EXTRACT TO READ:

* * * *

Our bus left late-ish in the afternoon the next day so we didn't get
to our next destination, Lijiang, till dusk.  So we found out that the
summer time is heavy tourism time for the Chinese.  Chinese tourism
has exploded the last few years, and Lijiang was packed with Chinese.
It's very unlike Thailand in that tourism there was dominated by
foreigners, and unlike India in that there were any tourists that
weren't religious pilgrims.  You would have thought Lijiang was
Disneyland with the number of people that were there, and the number
of hotels that were full.  Nicole and I felt like Mary and Joseph of
old as we lugged our enormous bags from guesthouse to guesthouse
begging for a place to stay after a long journey.  Finally we went to
one place that said they were full, but they knew of another place
that had an open room.  This other guesthouse even said they'd send
someone to meet us and take us there!  It was a blessing.  However,
the walk ended up being about 20 minutes and we were still totally
exhausted.

The streets got really crowded as we walked through the "Old Town"
where there is a lot of traditional architechture.  We were pushing
our way through the crowds, probably knocking over inocent children
with our backpacks at every turn, when we came upon a street food
festival we refferred to lovingly as the smorgesbord.  As soon as we
got a room at our new place to stay we threw our bags on the bed and
headed straight for the smorgesbord.  We hadn’t eaten much other than
cookies and peanut milk on the bus, so we were basically to the
“crazy” hungry point.  We got ourselves shishkabobs of 4 mystery
meats—we never found out what they were—dumplings, and fried rices
steamed in a pineapple bowl.  It was delicious.  After the food fest
winded down I started to feel really dizzy and faint, though, and by
the time we got back to our guesthouse, I knew something was really
wrong with me.  My bowel movements have been like flood or famine
during our whole trip.  I’d usually go 3-4 days without ‘going’, but
around the end of India up to Lijiang it had been about 3-4 times a
day and not pretty.  We assumed it was a stomach bug and Nicole gave
me some extra antibiotics that she had and said a sweet prayer that I
would get better.  Nicole continues to be my miracle girl like she was
before her mission, and we have been constantly blessed by miracles
that happen at her petition.  True to form I woke up the next morning
feeling like a new man, so we went out to see the city, now that we
didn’t feel like the world was coming to an end.

* * * *

DATA SHOWN:
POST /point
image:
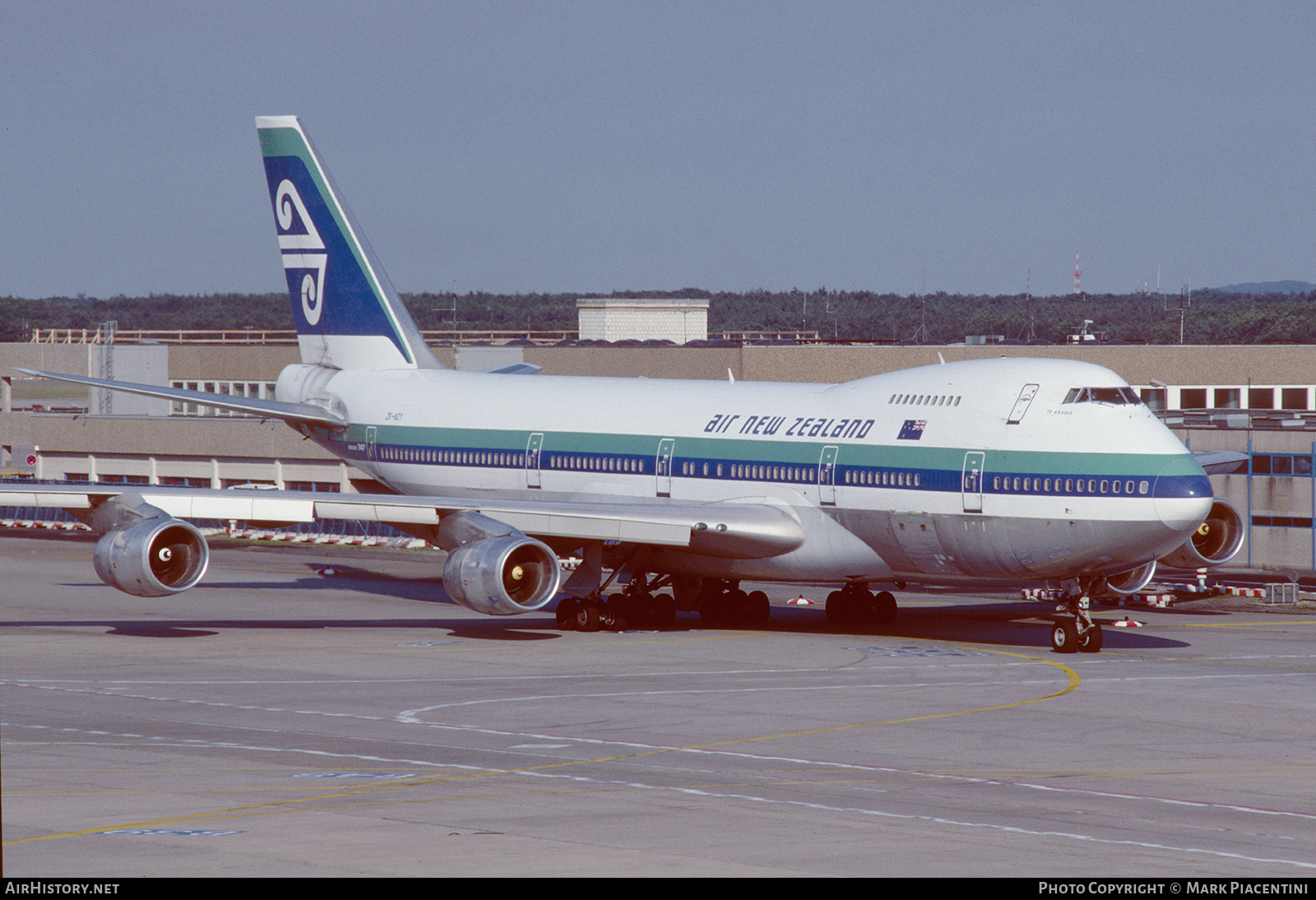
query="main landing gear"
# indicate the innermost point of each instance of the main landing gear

* * * *

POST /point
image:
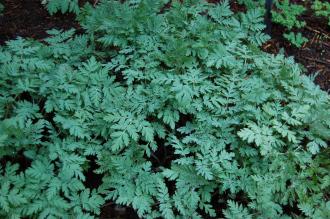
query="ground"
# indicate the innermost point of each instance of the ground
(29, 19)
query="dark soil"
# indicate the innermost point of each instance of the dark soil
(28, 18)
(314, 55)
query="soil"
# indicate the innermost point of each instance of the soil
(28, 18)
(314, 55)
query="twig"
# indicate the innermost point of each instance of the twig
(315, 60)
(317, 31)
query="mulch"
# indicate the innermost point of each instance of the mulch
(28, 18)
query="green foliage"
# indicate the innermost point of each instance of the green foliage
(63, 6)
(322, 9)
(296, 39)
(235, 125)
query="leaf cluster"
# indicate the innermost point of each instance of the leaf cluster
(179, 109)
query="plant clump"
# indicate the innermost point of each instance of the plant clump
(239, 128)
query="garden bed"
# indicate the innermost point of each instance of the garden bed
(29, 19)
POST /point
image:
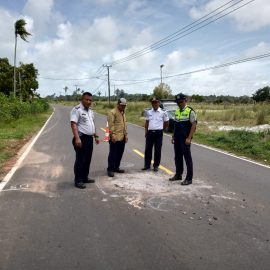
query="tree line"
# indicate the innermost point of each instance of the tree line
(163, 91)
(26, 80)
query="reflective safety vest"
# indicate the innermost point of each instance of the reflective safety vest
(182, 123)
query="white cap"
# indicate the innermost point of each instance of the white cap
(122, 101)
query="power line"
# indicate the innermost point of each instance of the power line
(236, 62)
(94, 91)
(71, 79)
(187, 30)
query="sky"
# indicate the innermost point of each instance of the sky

* * * *

PARTS OF THE EXERCISE:
**a.** Count the lines of the listing that contain the string "gear", treating case as significant, and give only the number.
**b.** Write what comes next in the Lijiang travel account, picking up after its final sentence.
The listing is unrelated to the Lijiang travel account.

RESULTS OF THE TASKS:
**a.** 2

**b.**
Lijiang was beautiful.  Our guidebook said that it has one of the best
collections of traditional architechture in the country.  All of the
buildings have the terracotta tile roofs that slope down and scoop out
at the corners like you see on pagodas, and all of the shops and
guesthouses have wooden signs with golden characters carved on them.
The stone walkways are all too narrow for cars, so thankfully it’s
only foot traffic.  The alleys are all lined with a small canal of
clear water and there are fun carved bridges over creeks running
through the middle of town.  It was really a neat place that would
have been fun to stay for a bit if it wasn’t so crowded and thus
expensive.  But that second day we were there we did get a chance to
see a lot of it.

China has I don’t know how many several minorities all over the
country, and the local tribe in Lijiang are the Naxi.  It’s actually a
female dominant society where family name and inheritances are passed
along through the female, and the villages are/were run by female
elders.  Traditionally, the ladies wouldn’t get married, but would
have “walking” marriages.  When a girl turned 13, she didn’t have to
sleep in the common room any more, and she got her own bedroom.  She
would then be able to have as many lovers as she wanted for the rest
of her life.  Her current lover simply had to “walk” to her place in
the evening, then “walk” back to his mother’s place in the morning.
When the child was born, no effort was made to determine who the
father was, and the child would live with the mother and her family,
and so forth.  Pretty strange, and I guess less and less common—we
didn’t seen anything like it—but Nicole and I thought it would be kind
of a bummer to grow up without a male role model that a father should
be.  Likewise a man should have a chance to raise his child.  Oh well,
the more we see, the more grateful we become for the gospel.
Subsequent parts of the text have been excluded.